What the task asks: Can you edit the data starting at the line that contains "the white clapboard" and ending at the last line of the data, swapping "thickest part" for "widest part" and leaving all else as it is? Return only those lines.

Extracted data:
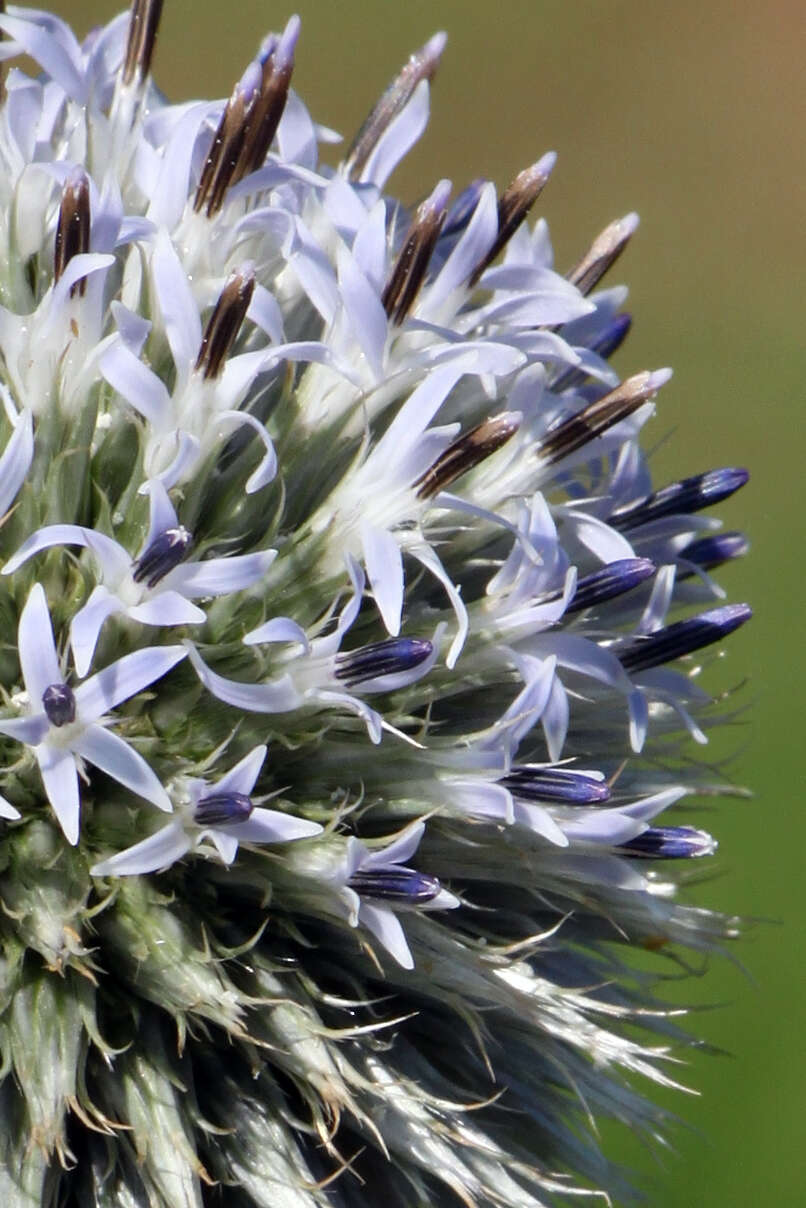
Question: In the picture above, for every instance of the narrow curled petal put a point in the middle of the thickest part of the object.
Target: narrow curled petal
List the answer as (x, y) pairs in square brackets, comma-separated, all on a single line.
[(87, 623), (386, 927), (38, 657), (123, 678), (272, 826), (61, 779), (114, 756), (219, 576), (151, 854)]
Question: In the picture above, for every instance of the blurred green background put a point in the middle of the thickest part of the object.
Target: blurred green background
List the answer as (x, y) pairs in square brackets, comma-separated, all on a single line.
[(693, 114)]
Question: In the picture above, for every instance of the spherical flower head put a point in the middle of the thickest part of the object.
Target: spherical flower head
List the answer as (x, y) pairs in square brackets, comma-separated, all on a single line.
[(290, 465)]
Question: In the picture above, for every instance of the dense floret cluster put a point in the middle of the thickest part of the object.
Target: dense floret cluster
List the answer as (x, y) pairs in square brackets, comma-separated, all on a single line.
[(348, 692)]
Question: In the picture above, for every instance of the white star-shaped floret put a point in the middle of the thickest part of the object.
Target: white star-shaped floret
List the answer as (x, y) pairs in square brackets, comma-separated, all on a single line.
[(64, 727), (235, 820), (163, 596), (370, 910)]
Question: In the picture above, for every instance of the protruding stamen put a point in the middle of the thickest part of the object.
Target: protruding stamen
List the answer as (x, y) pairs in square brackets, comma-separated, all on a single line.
[(682, 638), (514, 204), (463, 209), (682, 498), (405, 887), (222, 809), (164, 552), (225, 321), (227, 144), (388, 657), (552, 784), (270, 103), (144, 21), (470, 449), (671, 843), (608, 342), (59, 704), (603, 253), (410, 268), (422, 65), (613, 580), (712, 551), (597, 417), (73, 226)]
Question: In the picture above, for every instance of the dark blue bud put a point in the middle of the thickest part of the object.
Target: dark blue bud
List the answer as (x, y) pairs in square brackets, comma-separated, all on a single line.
[(606, 344), (670, 843), (388, 657), (222, 809), (552, 784), (712, 551), (613, 580), (59, 703), (682, 638), (680, 498), (164, 552), (610, 340), (404, 887)]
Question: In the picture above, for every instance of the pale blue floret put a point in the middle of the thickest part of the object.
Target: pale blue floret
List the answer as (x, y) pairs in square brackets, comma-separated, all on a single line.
[(185, 832), (380, 918), (164, 599), (311, 674), (61, 748)]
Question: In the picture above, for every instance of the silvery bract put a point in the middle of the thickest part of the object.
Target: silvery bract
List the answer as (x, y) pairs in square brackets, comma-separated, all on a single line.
[(351, 679)]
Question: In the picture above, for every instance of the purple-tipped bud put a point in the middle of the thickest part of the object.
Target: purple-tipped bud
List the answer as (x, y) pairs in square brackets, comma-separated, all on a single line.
[(404, 887), (514, 204), (682, 498), (671, 843), (422, 65), (470, 449), (682, 638), (277, 67), (222, 809), (222, 158), (389, 657), (411, 266), (552, 784), (59, 704), (164, 552), (603, 253), (144, 21), (613, 580), (225, 321), (608, 342), (597, 417), (712, 551), (73, 226)]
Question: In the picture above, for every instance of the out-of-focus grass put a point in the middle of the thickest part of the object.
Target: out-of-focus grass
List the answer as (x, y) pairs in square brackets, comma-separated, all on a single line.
[(693, 115)]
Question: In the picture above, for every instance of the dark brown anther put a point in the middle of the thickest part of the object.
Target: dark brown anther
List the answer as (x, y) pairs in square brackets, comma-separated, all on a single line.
[(603, 253), (422, 65), (469, 451), (410, 268), (514, 204), (597, 417), (225, 323), (270, 103), (144, 21), (249, 121), (225, 152), (73, 227)]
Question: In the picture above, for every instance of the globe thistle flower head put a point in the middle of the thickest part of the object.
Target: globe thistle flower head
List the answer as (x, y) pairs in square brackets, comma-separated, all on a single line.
[(328, 532)]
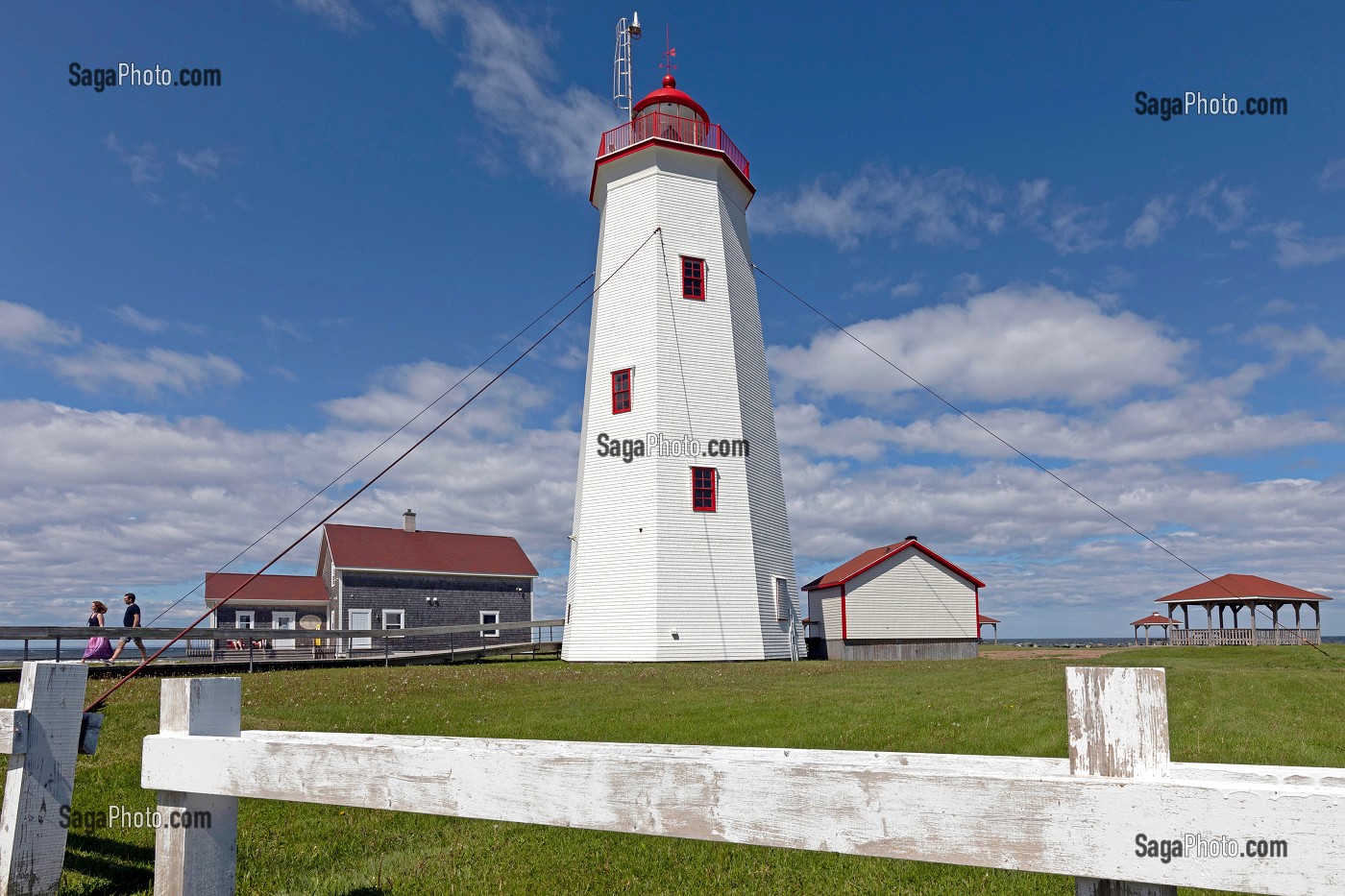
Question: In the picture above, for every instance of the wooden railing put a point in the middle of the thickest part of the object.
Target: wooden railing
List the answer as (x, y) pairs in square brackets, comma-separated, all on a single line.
[(665, 127), (219, 643), (1079, 817), (1244, 637)]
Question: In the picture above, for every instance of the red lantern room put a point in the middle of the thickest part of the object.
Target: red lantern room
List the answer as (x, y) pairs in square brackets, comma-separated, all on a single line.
[(670, 117)]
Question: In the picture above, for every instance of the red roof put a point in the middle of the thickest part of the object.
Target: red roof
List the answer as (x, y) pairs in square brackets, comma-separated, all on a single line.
[(264, 590), (851, 568), (1235, 586), (437, 552), (669, 93)]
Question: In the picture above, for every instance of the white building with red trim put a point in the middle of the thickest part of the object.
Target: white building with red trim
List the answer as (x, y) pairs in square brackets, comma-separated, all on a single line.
[(897, 601), (681, 541)]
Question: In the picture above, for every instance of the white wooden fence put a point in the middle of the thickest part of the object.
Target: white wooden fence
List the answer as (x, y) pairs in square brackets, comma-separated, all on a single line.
[(1078, 815), (42, 738)]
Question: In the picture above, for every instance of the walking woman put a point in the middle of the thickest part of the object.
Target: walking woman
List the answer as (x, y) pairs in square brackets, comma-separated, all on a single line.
[(98, 646)]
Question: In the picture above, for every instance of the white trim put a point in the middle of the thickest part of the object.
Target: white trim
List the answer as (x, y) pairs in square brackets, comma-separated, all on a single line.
[(359, 643), (293, 624)]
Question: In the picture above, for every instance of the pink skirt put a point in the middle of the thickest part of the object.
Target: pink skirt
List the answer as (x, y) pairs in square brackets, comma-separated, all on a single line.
[(98, 648)]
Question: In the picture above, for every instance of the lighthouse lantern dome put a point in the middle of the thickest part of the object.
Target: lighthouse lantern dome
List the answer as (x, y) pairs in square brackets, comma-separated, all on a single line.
[(670, 101)]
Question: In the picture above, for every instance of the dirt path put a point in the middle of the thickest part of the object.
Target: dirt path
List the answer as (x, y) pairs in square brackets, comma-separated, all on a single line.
[(1039, 653)]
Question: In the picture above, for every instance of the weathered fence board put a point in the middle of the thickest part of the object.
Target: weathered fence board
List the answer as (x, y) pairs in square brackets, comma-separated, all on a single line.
[(1029, 814), (198, 860), (13, 731), (1118, 728), (40, 778)]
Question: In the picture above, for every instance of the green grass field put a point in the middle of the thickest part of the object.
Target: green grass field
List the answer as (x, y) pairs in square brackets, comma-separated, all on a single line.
[(1236, 705)]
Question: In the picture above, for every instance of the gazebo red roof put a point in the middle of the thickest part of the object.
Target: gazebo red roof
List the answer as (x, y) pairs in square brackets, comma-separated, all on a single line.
[(1239, 587)]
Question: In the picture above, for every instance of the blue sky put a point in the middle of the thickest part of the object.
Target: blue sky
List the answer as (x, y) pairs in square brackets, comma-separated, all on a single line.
[(212, 301)]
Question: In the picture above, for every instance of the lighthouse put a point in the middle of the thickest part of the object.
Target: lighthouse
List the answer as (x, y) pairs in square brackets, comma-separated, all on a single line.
[(681, 540)]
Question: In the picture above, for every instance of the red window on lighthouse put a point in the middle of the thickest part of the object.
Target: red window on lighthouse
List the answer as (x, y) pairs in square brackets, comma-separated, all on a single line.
[(693, 278), (703, 489), (621, 390)]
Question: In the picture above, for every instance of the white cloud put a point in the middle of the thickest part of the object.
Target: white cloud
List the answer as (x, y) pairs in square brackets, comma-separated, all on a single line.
[(1333, 175), (284, 327), (1013, 343), (1056, 566), (204, 163), (1068, 228), (1295, 251), (143, 163), (104, 502), (1075, 228), (905, 289), (144, 323), (147, 373), (1221, 206), (1153, 221), (948, 206), (1310, 342), (339, 13), (26, 328), (507, 73)]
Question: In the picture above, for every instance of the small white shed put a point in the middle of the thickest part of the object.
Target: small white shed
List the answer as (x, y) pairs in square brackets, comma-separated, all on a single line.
[(898, 601)]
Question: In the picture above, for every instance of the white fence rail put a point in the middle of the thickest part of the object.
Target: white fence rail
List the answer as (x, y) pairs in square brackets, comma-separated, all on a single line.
[(42, 736), (1080, 817)]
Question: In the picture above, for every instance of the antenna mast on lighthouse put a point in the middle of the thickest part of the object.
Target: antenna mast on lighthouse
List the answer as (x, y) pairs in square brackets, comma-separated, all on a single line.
[(623, 86)]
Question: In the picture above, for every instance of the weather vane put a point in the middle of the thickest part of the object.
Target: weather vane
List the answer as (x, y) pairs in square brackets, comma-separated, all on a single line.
[(669, 53)]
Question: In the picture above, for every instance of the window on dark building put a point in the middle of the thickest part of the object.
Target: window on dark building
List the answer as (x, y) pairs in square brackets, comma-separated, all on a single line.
[(703, 489), (693, 278)]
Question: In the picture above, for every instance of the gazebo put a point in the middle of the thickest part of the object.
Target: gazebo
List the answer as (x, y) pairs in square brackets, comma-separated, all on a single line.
[(1235, 593), (988, 620), (1154, 619)]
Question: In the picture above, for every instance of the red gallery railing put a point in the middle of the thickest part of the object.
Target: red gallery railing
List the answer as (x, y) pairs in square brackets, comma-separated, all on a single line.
[(690, 131)]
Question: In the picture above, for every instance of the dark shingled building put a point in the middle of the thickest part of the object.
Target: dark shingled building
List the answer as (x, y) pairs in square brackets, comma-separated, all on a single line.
[(389, 579)]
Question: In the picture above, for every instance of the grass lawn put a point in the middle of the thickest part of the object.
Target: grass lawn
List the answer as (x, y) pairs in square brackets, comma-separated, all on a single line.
[(1230, 704)]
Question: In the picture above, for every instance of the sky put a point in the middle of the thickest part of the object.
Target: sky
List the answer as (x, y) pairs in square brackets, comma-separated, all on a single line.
[(215, 299)]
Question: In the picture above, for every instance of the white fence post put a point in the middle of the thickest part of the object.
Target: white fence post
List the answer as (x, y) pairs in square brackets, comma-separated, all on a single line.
[(197, 845), (43, 742), (1118, 727)]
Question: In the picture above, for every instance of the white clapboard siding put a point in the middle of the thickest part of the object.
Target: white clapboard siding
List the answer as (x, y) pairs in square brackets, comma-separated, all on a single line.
[(824, 604), (910, 596), (649, 579), (971, 811)]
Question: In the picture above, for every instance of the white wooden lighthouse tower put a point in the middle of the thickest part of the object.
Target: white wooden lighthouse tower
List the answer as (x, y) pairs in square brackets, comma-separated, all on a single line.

In response:
Question: In the picture above, for every instance of the white clapboard siding put a point in the middle of the widest part of the object.
Target: white clapboard siding
List the answer as (x, y) pairs in square brackets, comma-separated, all on a single line.
[(824, 604), (910, 596), (649, 579), (971, 811)]
Question: In the picture above, for every instance of the white wooden lighthouse tower put a point in the middle of the widest part of the object.
Target: white wooden lighthouse tower
List the answer as (x, y) pairs in square brackets, comma-separated, all on a single line.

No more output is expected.